◆ **WORK TO DO**
Copy verbatim the lines of the material below, starting with the line that contains "Point out the metal" and continuing through the last line of the material.

◆ **EXERCISE INPUTS**
──────────

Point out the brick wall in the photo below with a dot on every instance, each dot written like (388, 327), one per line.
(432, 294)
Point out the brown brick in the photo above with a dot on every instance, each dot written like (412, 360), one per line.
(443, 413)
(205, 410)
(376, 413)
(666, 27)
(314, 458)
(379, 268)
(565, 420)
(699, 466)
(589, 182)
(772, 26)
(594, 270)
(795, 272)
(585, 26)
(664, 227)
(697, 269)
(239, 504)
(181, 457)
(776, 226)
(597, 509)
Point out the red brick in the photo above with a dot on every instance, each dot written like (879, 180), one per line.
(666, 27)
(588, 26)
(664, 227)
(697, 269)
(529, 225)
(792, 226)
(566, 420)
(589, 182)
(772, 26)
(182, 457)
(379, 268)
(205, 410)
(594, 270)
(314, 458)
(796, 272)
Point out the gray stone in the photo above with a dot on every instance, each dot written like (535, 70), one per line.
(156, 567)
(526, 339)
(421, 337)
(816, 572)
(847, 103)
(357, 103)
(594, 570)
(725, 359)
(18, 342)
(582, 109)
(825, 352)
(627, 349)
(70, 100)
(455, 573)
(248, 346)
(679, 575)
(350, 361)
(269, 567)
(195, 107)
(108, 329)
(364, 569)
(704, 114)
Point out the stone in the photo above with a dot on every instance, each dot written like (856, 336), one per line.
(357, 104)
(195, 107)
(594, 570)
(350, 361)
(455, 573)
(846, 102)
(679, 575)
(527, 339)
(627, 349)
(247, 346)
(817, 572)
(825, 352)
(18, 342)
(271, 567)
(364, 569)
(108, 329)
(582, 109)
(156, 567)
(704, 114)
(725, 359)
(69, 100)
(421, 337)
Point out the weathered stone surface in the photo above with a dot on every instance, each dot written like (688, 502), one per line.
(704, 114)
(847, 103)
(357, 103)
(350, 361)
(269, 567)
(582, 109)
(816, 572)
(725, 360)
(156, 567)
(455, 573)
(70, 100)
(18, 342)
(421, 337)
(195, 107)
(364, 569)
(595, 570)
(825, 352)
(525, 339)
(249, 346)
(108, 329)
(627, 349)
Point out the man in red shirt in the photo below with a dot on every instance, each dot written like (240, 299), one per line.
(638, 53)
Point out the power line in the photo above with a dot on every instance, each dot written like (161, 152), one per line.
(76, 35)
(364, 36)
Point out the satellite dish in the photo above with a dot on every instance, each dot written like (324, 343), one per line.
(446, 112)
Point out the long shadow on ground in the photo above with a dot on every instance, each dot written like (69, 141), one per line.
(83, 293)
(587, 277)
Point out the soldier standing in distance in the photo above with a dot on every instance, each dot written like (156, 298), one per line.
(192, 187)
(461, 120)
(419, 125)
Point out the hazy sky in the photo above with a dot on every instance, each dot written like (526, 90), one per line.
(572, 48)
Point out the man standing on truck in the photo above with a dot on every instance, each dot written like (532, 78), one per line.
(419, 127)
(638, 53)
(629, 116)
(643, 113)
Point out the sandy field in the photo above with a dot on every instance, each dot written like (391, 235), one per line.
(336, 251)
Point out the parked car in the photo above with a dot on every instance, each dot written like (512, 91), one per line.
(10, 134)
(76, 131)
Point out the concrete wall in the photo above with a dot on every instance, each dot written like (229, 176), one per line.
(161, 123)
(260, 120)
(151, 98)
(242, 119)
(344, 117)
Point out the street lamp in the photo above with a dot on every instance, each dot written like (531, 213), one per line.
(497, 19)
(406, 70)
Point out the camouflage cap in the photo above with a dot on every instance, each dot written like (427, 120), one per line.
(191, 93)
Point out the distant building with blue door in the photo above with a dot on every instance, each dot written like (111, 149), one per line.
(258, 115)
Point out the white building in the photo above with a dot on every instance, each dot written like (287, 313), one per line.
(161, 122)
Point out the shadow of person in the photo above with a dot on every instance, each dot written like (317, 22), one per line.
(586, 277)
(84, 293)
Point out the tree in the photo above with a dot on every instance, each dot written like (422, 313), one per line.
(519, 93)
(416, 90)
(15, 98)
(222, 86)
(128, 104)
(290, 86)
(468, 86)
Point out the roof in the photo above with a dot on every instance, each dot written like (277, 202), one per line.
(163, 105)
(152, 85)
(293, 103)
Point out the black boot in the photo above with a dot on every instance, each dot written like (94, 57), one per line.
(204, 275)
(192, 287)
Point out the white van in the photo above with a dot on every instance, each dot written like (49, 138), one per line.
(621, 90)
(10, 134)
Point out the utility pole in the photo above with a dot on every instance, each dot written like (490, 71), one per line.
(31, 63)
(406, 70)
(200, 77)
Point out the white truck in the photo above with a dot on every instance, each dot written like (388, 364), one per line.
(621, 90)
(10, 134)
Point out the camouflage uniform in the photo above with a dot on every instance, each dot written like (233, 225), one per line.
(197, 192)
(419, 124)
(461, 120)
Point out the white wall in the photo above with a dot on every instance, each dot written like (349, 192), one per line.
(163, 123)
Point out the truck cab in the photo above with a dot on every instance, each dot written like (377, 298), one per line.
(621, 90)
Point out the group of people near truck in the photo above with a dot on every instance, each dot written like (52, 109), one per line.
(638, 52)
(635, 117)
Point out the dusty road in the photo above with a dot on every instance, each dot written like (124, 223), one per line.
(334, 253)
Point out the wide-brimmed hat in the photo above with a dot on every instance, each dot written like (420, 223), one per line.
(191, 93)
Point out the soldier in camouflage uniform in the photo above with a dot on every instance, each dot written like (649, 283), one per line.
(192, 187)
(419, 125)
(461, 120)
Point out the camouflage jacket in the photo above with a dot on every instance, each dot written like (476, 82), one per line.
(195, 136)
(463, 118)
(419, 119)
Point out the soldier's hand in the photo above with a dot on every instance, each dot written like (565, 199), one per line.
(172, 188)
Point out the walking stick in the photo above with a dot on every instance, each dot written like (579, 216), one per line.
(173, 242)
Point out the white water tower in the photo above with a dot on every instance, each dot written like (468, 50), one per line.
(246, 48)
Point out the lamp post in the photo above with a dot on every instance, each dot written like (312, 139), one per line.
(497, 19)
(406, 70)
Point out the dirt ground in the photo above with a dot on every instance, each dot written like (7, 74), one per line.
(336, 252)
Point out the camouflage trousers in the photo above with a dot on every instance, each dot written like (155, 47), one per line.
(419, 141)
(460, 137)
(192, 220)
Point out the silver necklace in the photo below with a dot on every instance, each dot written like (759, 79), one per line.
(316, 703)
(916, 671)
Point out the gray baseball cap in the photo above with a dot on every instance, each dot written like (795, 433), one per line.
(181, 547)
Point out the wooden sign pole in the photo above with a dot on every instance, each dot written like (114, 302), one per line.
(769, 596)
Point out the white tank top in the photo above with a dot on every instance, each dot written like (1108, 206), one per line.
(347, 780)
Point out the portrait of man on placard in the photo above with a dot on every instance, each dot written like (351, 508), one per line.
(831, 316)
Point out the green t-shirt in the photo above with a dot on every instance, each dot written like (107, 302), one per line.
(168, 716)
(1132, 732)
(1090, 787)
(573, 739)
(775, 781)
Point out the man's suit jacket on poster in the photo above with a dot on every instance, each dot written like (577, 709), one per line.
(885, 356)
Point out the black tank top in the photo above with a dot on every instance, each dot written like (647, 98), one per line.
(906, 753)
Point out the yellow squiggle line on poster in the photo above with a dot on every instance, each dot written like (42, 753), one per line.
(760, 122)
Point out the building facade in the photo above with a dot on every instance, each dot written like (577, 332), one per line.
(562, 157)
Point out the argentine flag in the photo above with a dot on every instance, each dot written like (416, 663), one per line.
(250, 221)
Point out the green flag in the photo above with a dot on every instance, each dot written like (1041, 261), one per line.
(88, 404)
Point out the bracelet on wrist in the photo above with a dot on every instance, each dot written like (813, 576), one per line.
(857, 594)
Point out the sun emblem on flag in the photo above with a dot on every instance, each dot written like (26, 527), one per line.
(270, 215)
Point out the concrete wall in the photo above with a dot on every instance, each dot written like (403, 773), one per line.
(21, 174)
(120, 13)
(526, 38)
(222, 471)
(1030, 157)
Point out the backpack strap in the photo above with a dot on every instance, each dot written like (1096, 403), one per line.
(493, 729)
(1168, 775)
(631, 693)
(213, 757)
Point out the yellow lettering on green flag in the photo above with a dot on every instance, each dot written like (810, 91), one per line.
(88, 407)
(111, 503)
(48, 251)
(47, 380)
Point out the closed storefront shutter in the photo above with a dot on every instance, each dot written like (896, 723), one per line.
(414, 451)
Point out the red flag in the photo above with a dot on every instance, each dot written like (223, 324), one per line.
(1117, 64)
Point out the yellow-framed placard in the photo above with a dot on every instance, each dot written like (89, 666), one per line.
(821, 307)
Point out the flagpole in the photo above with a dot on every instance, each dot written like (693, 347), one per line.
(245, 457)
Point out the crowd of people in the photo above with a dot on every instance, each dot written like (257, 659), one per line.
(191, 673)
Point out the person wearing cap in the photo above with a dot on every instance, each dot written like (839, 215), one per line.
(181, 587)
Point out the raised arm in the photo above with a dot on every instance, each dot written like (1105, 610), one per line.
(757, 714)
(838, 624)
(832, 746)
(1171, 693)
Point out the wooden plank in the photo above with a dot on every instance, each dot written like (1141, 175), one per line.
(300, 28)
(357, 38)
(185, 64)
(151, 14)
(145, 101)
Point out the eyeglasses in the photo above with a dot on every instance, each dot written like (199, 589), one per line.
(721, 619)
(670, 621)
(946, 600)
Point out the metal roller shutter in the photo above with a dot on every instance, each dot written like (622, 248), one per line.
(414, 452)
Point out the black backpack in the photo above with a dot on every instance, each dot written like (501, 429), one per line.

──────────

◆ **EXERCISE RESULT**
Point out the metal roller shutter in the photo above with a dot on every instance, each dot written like (622, 248), one per line.
(414, 452)
Point out the black backpack in the photo above with a dot on every instance, each dot written like (501, 429), one per line.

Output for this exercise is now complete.